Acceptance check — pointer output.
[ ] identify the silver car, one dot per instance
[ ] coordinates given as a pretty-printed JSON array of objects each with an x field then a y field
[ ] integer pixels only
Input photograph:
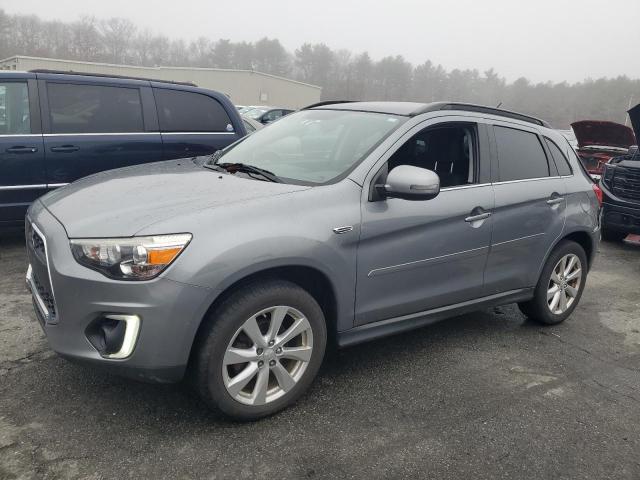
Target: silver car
[{"x": 346, "y": 221}]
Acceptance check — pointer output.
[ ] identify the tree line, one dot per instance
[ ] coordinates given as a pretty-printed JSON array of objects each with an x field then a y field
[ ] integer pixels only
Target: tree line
[{"x": 342, "y": 74}]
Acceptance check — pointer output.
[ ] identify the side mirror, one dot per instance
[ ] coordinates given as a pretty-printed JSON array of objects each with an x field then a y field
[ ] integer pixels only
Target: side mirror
[{"x": 411, "y": 183}]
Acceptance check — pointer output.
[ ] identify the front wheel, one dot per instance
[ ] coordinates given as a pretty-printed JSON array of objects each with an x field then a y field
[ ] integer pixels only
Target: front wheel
[
  {"x": 262, "y": 350},
  {"x": 560, "y": 285}
]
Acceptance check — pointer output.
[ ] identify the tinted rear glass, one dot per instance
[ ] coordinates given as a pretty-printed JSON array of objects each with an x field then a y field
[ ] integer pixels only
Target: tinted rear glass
[
  {"x": 77, "y": 108},
  {"x": 180, "y": 111},
  {"x": 520, "y": 155},
  {"x": 561, "y": 161}
]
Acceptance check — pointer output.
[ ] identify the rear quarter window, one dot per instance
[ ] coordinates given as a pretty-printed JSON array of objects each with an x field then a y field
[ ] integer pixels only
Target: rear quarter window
[
  {"x": 520, "y": 155},
  {"x": 180, "y": 111},
  {"x": 558, "y": 157},
  {"x": 79, "y": 108}
]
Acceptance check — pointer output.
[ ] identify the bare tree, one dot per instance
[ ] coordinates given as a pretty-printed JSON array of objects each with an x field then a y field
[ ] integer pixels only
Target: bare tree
[{"x": 117, "y": 34}]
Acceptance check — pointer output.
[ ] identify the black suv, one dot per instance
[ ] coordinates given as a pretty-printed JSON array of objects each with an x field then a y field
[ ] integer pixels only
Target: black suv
[
  {"x": 620, "y": 184},
  {"x": 56, "y": 127}
]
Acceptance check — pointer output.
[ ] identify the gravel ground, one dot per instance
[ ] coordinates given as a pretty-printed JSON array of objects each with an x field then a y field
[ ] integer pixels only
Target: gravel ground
[{"x": 486, "y": 395}]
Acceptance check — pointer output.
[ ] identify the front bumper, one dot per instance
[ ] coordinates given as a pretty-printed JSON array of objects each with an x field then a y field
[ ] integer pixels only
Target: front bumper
[{"x": 169, "y": 312}]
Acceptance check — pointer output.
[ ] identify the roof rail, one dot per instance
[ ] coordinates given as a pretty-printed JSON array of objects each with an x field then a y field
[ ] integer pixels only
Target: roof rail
[
  {"x": 470, "y": 107},
  {"x": 105, "y": 75},
  {"x": 326, "y": 102}
]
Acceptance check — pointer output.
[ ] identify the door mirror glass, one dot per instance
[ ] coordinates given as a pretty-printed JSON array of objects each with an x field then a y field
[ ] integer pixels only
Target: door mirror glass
[{"x": 411, "y": 183}]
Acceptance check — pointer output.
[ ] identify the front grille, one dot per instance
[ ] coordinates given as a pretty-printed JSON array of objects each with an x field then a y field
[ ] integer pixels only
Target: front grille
[
  {"x": 40, "y": 281},
  {"x": 37, "y": 243},
  {"x": 46, "y": 297},
  {"x": 626, "y": 183}
]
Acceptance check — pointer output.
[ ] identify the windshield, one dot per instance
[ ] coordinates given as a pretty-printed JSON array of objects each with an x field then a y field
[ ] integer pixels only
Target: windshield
[
  {"x": 312, "y": 146},
  {"x": 255, "y": 112}
]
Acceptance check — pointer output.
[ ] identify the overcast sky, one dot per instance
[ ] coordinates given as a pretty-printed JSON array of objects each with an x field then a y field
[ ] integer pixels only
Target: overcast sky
[{"x": 542, "y": 40}]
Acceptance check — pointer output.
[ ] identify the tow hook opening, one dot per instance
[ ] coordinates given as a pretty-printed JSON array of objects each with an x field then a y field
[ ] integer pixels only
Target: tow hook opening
[{"x": 114, "y": 336}]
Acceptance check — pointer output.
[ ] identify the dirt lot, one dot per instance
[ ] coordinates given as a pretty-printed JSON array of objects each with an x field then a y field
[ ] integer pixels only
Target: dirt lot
[{"x": 486, "y": 395}]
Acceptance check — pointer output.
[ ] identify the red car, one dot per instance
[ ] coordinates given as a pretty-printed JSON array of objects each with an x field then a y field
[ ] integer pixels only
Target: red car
[{"x": 599, "y": 141}]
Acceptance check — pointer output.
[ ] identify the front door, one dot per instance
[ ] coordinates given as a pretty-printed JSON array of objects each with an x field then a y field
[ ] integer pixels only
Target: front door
[
  {"x": 22, "y": 172},
  {"x": 415, "y": 256}
]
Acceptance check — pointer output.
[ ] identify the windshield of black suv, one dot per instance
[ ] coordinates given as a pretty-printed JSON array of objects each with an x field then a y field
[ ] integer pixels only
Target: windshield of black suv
[
  {"x": 255, "y": 113},
  {"x": 312, "y": 146}
]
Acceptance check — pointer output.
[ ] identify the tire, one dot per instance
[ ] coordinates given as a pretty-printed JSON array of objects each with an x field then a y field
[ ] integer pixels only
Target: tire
[
  {"x": 612, "y": 235},
  {"x": 539, "y": 308},
  {"x": 235, "y": 346}
]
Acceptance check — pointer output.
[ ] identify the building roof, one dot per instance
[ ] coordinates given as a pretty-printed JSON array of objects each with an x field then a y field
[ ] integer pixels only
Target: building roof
[{"x": 155, "y": 69}]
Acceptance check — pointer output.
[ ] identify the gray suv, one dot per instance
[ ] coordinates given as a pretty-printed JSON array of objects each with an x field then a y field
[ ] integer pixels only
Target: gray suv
[{"x": 347, "y": 221}]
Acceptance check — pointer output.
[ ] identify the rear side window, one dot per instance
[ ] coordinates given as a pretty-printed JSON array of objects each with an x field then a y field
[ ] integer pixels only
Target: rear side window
[
  {"x": 520, "y": 155},
  {"x": 190, "y": 112},
  {"x": 14, "y": 108},
  {"x": 78, "y": 108},
  {"x": 558, "y": 157}
]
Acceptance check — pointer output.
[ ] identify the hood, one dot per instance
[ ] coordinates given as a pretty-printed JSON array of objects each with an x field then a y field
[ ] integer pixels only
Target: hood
[
  {"x": 634, "y": 115},
  {"x": 121, "y": 202},
  {"x": 603, "y": 134}
]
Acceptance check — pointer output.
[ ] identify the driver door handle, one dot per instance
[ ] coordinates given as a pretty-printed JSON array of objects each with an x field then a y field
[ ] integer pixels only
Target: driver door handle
[
  {"x": 65, "y": 149},
  {"x": 480, "y": 216},
  {"x": 21, "y": 149},
  {"x": 555, "y": 200}
]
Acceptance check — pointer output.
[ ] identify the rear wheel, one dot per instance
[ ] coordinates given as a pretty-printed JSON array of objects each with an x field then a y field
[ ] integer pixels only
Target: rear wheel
[
  {"x": 263, "y": 348},
  {"x": 560, "y": 285}
]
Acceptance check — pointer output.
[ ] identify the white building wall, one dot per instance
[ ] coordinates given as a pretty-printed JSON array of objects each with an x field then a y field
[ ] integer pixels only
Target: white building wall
[{"x": 244, "y": 87}]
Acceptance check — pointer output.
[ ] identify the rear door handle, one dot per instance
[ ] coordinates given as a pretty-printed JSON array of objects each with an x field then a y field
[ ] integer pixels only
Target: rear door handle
[
  {"x": 480, "y": 216},
  {"x": 21, "y": 149},
  {"x": 65, "y": 149}
]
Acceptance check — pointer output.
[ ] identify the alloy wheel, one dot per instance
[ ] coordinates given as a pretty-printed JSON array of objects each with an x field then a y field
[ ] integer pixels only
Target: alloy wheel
[
  {"x": 267, "y": 355},
  {"x": 564, "y": 284}
]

------------------------------------

Activity
Of all the entries above, retype exactly the lines from the line with "[ ] identify the tree" to the line with "[ ] identify the side", both included, and no others.

Written solution
[ ] identify the tree line, one dot per instance
[ ] coordinates given as a pretty-printed JSON array of objects each with an x field then a y field
[ ] integer pixels only
Target: tree line
[{"x": 342, "y": 74}]
Acceptance check — pointer output.
[ ] identify the side mirror, one dot per instance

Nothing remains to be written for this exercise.